* TEXT PROVIDED

Glossary of Jane Austen Terms
“Mr. Bingley was good-looking and gentlemanlike: he had a pleasant countenance, and easy, unaffected manners.” What does it mean to be “gentlemanlike”? What is a gentleman anyway? And how does an accomplished young woman of the early 19th century meet one? Is it good etiquette for a handsome girl to introduce herself to a gentleman possessing a pleasant countenance? Should a young woman in want of a husband consider a gentleman a likely prospect if he is a valetudinarian or an apothecary? If these terms and tropes sound familiar, you may be a Jane Austen fan. Between 1811 and 1817 the English writer published six novels of manners that detailed the social dos and don’ts of the Regency era. Learn the difference between a baron and a baronet and discover other estimable vocabulary words with this delightful glossary.
• accomplished
- Sense and Sensibility (1811)
- Pride and Prejudice (1813)
- Mansfield Park (1814)
- Emma (1815)
- Northanger Abbey (1817)
- Persuasion (1817)

* DATA FOR REVIEW
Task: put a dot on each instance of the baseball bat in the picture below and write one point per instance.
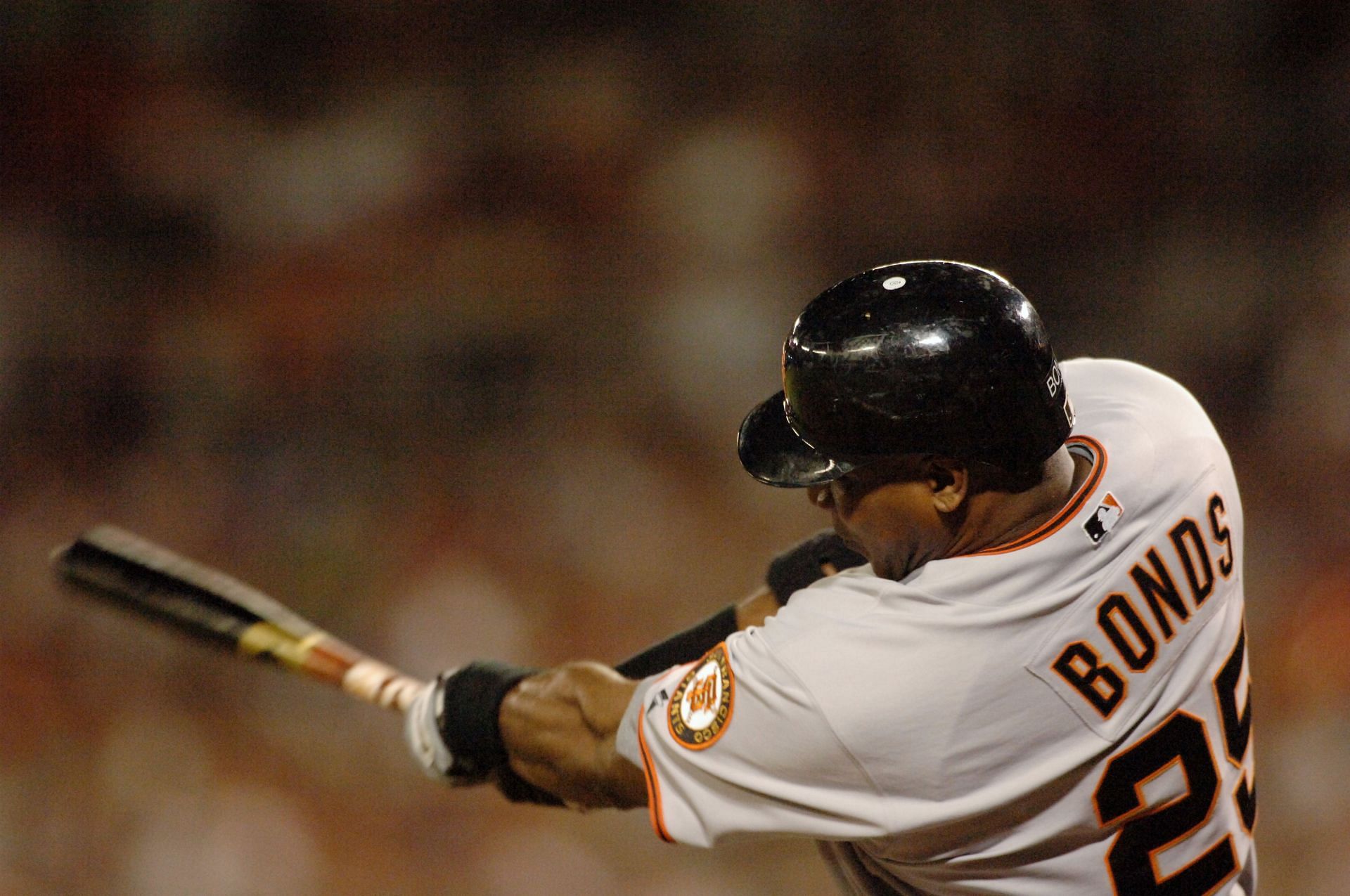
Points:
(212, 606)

--

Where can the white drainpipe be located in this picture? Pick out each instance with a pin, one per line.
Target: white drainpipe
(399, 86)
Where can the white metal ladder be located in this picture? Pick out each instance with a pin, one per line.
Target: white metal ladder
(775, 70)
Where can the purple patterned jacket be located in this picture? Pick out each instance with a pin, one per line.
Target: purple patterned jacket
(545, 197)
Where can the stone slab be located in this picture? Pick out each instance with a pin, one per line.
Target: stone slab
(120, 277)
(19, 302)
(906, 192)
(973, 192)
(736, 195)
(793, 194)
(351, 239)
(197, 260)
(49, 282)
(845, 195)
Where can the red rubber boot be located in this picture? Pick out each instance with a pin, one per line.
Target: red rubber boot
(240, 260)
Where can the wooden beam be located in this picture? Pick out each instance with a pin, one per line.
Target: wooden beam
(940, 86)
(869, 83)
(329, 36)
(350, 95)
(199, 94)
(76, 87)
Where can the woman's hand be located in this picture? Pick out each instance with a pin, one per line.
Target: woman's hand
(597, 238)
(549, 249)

* APPLY WHAT YOU READ
a) In the Jane Austen glossary, which novel has the year 1814 next to it?
b) Extend the Jane Austen glossary from the point where it ends.
None of the items is needed.

* RESPONSES TO THE TASKS
a) Mansfield Park

b)
In the world of Austen, accomplished means someone with many talents and skills. In Pride and Prejudice, for example, much is made of 16-year-old Georgiana Darcy’s accomplishments, as snooty Caroline Bingley declares her “so extremely accomplished for her age! Her performance on the pianoforte is exquisite.” The comment incites a discussion of worthy accomplishments, with Caroline’s earnest brother, Charles, marveling, “It is amazing to me…how young ladies can have patience to be so very accomplished as they all are.…They all paint tables, cover screens, and net purses. I scarcely know any one who cannot do all this.” The question of whether these activities count as true accomplishments, however, is ventured by the arrogant Fitzwilliam Darcy, Georgiana’s older brother, who grumbles, “I cannot boast of knowing more than half-a-dozen [ladies] in the whole range of my acquaintance that are really accomplished.” In a sly way, Darcy’s arrogance highlights an important point about Austen’s heroines: They are not especially accomplished, but their value lies in their strength in character.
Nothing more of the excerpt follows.